> _CONSIGNE_:
Dans le texte sur les magasins à bas prix, reformulez en trois phrases au plus le paragraphe qui commence par « On y entre souvent pour une bricole », en conservant ses faits essentiels.

> _TEXTE À LIRE_:

——

On y entre souvent pour une bricole, on en ressort les bras chargés. Les magasins à bas prix, de Dollar Tree à Action, exercent une attraction quasi magnétique sur le consommateur. Mais derrière les étiquettes à un ou deux euros se cache une mécanique bien huilée, avec ses astuces et ses zones d’ombre, que seuls ceux qui y travaillent connaissent vraiment.
Le premier piège : l'achat compulsif déguisé en bonne affaire
« C’est le grand classique, et tout le monde tombe dedans », confie Bryan Waring, un ancien employé de Dollar Tree. Le mécanisme est simple : quand tout semble si peu cher, on perd le sens de la valeur et on accumule des objets dont on n’a pas réellement besoin. Son conseil, qui relève du bon sens mais qu’on oublie vite : entrer avec une liste de courses précise. C’est la seule façon de ne pas se laisser déborder par l’illusion d’économies sans fin.

——

(Données d'ancrage d'objets en langage naturel)
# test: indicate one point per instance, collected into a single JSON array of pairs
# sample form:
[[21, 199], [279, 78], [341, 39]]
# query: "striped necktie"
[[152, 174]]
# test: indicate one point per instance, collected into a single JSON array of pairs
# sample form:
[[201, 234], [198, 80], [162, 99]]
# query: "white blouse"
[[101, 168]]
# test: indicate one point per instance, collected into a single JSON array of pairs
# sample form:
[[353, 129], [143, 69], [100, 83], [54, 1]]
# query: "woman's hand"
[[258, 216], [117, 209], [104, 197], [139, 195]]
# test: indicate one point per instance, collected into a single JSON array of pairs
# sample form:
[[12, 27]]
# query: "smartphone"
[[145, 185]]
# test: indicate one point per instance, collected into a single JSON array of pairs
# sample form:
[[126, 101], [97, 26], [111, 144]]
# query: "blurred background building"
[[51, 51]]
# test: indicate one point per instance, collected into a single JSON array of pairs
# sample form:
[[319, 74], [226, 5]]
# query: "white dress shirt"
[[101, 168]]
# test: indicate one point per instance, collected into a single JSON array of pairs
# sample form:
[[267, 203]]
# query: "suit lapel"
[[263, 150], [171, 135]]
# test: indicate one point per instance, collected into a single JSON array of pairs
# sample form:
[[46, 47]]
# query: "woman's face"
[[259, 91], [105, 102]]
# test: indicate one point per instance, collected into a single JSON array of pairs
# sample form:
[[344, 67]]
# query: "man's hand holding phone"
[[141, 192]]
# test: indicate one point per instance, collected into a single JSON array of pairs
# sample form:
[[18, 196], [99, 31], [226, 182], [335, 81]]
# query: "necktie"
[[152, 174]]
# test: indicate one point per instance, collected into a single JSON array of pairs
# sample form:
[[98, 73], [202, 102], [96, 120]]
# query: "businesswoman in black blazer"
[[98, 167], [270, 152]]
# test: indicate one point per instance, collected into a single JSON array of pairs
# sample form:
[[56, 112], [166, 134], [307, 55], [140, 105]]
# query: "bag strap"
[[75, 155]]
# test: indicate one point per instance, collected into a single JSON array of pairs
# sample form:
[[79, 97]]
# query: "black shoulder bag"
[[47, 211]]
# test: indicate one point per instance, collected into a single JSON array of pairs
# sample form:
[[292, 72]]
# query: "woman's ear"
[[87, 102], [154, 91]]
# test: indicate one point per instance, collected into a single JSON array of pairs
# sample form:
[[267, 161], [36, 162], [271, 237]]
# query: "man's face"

——

> _RÉSULTAT DE L'EXERCICE_:
On entre souvent dans ces magasins pour un petit achat et l'on en ressort chargé. Les enseignes à bas prix, de Dollar Tree à Action, attirent le consommateur de façon presque magnétique. Leurs étiquettes à un ou deux euros cachent pourtant une mécanique bien huilée, faite d'astuces et de zones d'ombre que seuls ceux qui y travaillent connaissent vraiment.